  • 85 children under age 2 tested positive for coronavirus in 1 Texas county (NBC News)
  • Studies in both the U.S. and U.K. show evidence that several candidate vaccines show early signs in Phase II studies showing they produce an immune response. Still, the highest hurdle remains as drug makers move to initiate Phase 3 trials in coming weeks (BBC News)
  1. New daily high case records set Thursday and Friday. Deaths rising. Increasing transmission seen in all but 5 states
    New record high daily case totals were established on Thursday and Friday, with more than 145,000 cases reported in two days (Figure A). This brings total U.S. cases to over 3.5 million. A half million cases were added in just 8 days, faster than any previous period (Figure B). At the state level, while the nation has been watching a Arizona and Florida, community transmission this week is increasing across the board. Figure C shows one week growth factors (ratio of cases in last 7 days to the previous week) by state. All but 5 (46 of 51) states are increasing. Unlike last week, cases are rising again in the Northeast, where new cases rose by 20% or more in Washington DC (+21%), Maryland (+51%), New Hampshire (+30%), and Rhode Island (+50%). All states in the South saw cases rise by 10% or more, lead by Alabama (+43%) and Virginia (+46%). Transmission increased in all Midwest states except South Dakota. The largest 1-week rise was in the West, lead by Colorado (+96%), Alaska (+58%), Montana (+66%) and Nevada (+42%). Thankfully, new cases finally went down in Arizona by 2%. The trend toward rising deaths continued as 936 deaths were reported Friday (Figure D). Still, the number of deaths remains far lower than the peak period in April and May despite twice the number of cases.

▶ [EXERCISE PROMPT] In the COVID-19 update above, how many deaths were reported on Friday?

▶ [STUDY MATERIAL]
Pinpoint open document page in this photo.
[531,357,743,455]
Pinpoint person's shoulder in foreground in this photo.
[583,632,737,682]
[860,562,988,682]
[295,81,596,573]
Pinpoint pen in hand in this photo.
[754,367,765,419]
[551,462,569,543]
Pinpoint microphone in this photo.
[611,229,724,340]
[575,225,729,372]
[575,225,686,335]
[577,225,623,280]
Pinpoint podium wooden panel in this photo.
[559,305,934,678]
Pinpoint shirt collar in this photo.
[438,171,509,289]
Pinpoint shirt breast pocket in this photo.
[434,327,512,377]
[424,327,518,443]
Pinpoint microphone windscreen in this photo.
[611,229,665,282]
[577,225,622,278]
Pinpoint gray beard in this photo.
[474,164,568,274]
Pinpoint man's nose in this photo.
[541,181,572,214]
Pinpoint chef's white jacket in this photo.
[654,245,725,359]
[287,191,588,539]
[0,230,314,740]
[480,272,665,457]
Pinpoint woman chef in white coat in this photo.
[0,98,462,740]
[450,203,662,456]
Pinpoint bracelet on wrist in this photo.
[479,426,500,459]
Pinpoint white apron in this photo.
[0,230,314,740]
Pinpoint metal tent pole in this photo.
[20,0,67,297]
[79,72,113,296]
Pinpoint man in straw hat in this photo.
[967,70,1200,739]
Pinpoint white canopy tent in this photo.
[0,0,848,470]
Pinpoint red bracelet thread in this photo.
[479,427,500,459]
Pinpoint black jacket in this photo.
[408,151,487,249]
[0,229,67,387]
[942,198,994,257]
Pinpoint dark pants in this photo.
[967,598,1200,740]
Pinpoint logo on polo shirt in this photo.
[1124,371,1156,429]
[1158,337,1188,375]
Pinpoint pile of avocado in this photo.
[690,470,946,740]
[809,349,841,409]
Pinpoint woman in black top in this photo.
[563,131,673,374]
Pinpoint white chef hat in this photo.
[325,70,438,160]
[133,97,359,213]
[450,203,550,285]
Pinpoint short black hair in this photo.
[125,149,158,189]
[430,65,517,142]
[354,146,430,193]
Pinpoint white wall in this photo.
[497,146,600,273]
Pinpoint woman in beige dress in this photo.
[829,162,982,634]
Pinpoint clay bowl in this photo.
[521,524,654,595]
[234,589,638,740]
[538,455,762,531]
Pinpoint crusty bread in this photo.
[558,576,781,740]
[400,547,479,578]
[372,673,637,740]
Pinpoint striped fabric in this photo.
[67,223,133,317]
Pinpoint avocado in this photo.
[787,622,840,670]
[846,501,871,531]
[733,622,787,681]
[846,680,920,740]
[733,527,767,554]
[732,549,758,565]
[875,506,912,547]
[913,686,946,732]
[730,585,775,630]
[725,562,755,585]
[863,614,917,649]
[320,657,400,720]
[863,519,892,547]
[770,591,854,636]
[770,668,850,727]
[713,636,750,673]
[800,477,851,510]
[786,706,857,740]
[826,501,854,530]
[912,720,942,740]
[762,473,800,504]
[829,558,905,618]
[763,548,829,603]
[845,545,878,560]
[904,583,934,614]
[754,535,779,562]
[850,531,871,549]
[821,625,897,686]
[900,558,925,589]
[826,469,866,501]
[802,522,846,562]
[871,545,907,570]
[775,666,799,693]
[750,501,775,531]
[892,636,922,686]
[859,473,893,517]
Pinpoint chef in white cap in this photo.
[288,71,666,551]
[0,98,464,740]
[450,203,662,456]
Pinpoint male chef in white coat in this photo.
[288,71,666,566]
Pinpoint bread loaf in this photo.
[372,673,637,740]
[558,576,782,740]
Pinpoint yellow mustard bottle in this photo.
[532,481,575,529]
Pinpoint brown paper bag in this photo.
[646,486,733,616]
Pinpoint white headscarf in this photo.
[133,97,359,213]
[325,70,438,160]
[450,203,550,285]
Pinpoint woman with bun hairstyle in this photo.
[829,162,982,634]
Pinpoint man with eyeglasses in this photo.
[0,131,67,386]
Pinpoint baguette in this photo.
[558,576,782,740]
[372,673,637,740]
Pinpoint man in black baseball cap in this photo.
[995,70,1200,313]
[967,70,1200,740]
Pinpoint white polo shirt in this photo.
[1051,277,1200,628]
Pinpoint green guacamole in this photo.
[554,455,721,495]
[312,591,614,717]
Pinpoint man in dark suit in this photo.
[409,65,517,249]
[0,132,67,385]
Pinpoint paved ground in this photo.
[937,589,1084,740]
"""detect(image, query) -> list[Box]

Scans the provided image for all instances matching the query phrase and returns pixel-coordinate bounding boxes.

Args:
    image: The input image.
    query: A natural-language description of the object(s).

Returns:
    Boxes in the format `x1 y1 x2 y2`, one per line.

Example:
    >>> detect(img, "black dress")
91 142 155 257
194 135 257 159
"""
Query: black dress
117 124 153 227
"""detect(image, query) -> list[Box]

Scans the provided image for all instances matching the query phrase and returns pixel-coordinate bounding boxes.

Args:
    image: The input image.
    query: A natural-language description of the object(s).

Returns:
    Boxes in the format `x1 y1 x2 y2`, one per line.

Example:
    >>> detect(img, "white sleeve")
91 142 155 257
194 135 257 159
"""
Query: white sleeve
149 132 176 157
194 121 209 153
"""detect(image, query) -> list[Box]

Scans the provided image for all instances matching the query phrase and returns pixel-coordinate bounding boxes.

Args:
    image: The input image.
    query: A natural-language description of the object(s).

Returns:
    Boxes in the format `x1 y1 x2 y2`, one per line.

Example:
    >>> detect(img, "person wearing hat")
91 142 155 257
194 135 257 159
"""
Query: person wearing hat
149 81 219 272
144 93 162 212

▶ [RESPONSE] 936 deaths were reported on Friday.